→ TO BE DONE
Repeat every record below exactly, omitting any pictures.

→ Stored dataset items
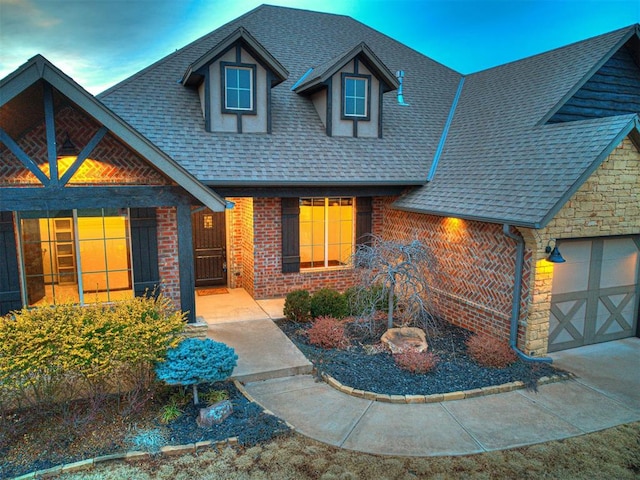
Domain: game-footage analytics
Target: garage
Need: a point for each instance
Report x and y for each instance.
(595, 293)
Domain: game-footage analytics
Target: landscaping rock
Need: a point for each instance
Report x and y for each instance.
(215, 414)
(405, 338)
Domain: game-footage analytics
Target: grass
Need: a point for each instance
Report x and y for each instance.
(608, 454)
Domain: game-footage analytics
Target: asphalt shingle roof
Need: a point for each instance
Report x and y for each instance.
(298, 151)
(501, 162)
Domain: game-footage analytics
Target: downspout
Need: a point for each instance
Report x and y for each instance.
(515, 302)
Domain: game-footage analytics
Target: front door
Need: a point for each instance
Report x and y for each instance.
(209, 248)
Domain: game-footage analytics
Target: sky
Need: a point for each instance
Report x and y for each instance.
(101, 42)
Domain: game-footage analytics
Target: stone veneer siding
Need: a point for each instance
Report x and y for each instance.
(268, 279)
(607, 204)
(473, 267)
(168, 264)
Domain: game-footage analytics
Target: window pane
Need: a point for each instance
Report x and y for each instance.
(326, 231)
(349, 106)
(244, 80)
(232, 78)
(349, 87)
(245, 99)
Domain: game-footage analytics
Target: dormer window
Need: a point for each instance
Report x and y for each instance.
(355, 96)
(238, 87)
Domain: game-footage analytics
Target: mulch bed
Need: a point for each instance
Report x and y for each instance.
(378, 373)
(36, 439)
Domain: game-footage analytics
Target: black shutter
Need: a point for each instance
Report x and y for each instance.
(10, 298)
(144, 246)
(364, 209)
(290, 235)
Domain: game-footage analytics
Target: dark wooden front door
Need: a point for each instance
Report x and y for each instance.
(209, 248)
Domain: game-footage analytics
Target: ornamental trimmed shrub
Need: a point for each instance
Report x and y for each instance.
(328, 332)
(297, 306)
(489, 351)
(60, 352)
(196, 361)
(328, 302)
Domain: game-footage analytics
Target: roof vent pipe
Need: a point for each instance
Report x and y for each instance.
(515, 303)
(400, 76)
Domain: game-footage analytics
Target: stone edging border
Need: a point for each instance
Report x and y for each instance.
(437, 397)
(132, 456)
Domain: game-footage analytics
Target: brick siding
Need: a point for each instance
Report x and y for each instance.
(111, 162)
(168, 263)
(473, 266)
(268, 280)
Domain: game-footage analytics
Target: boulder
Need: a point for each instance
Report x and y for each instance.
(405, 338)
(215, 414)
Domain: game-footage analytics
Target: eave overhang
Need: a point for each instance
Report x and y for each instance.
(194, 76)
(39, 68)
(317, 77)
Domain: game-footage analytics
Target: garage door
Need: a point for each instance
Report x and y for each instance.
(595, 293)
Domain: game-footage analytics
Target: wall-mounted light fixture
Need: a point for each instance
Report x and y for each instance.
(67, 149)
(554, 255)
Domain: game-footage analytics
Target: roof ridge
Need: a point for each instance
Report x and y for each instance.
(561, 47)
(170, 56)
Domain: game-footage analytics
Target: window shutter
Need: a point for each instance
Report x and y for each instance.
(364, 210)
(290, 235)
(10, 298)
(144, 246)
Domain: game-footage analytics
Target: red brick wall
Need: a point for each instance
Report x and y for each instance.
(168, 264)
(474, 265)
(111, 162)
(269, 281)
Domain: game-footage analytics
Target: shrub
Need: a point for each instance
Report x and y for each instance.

→ FINISHED TASK
Domain: game-footage analytics
Target: garage
Need: a point for each instance
Report x and y for each instance.
(595, 293)
Domain: game-footage analytics
Target: landscaping rock
Need: a point for each instance
Report x and y for each instance.
(215, 414)
(405, 338)
Domain: game-footage analytics
Target: grass
Need: a point for each instance
Report x and y for each instance.
(608, 454)
Domain: game-footage analytics
Target: asphalt shingle roof
Need: a point for each instance
Report x and y for each instance.
(298, 151)
(501, 162)
Domain: game-footage analytics
Target: downspout
Need: a point for each instance
Report x and y for each instance.
(515, 302)
Domain: game-footage analytics
Target: front door
Need: a point for each instance
Report x and y for each instance.
(209, 248)
Domain: game-footage analytics
Target: sky
Need: a point for each instance
Report x and y for each instance.
(101, 42)
Domain: game-footage analytics
Target: stone veneer siding
Need: a point for each instance
Report x and y for each instance.
(268, 279)
(607, 204)
(473, 267)
(168, 264)
Domain: game-footage analytics
Target: window pane
Need: a point for each instance
Report x and y for each instance.
(326, 231)
(349, 106)
(244, 80)
(232, 78)
(349, 87)
(245, 99)
Domain: game-footage analytics
Target: dormer window
Need: a point for each instance
Report x and y for each instance.
(355, 96)
(238, 87)
Domain: game-footage analytics
Target: mulch bed
Need: a point for each instance
Report x and y for each instance.
(378, 373)
(36, 439)
Domain: game-footage analytics
Target: black shutter
Need: a point for each instance
Report x and y for each instance.
(10, 298)
(144, 246)
(364, 209)
(290, 235)
Domain: game-footage analytics
Target: dark wooden front door
Need: a point for each instance
Report x and y for each instance.
(209, 248)
Domain: game-footage analytics
Target: ornamental trimmed shrub
Need: a point for each instance
Report x and y for each instance.
(328, 332)
(297, 306)
(489, 351)
(60, 352)
(196, 361)
(328, 302)
Domain: game-footage analytics
Target: roof vent pipe
Need: a point for each instance
Report x and y for each instance.
(515, 303)
(400, 76)
Domain: game-footage analytics
Target: stone edging border
Need: a point for each instance
Report x and y for each instance.
(437, 397)
(132, 456)
Domain: game-footage analytics
Target: brick siding
Need: a point for each instance
Report x and y for each instance.
(111, 162)
(168, 263)
(473, 266)
(268, 280)
Domain: game-footage analytics
Target: boulder
Need: a point for each instance
Report x and y for each instance.
(405, 338)
(215, 414)
Domain: game-footage analytics
Target: eave overhang
Need: a point for each instance
Report x and y for each instance.
(194, 76)
(39, 68)
(317, 77)
Domain: game-footage analytics
Target: garage door
Need: a point for each instance
Report x and y for each instance.
(595, 293)
Domain: game-footage analytics
Target: wall-mounted light fixture
Need: a point for each instance
Report x and y for each instance.
(67, 149)
(554, 255)
Domain: game-footage analytics
Target: roof ridge
Need: a point for each instance
Report x and y for each instance.
(561, 47)
(170, 56)
Domain: game-footage analytics
Target: window shutter
Need: a point for each instance
Report x and y for each instance.
(364, 210)
(290, 235)
(10, 298)
(144, 246)
Domain: game-footage analytics
Target: red brick wall
Need: a point for each instance
Report x and y for each instance.
(168, 264)
(474, 265)
(111, 162)
(269, 281)
Domain: game-footage analytics
Target: shrub
Need: a point for each instance
Report x and y for each instance.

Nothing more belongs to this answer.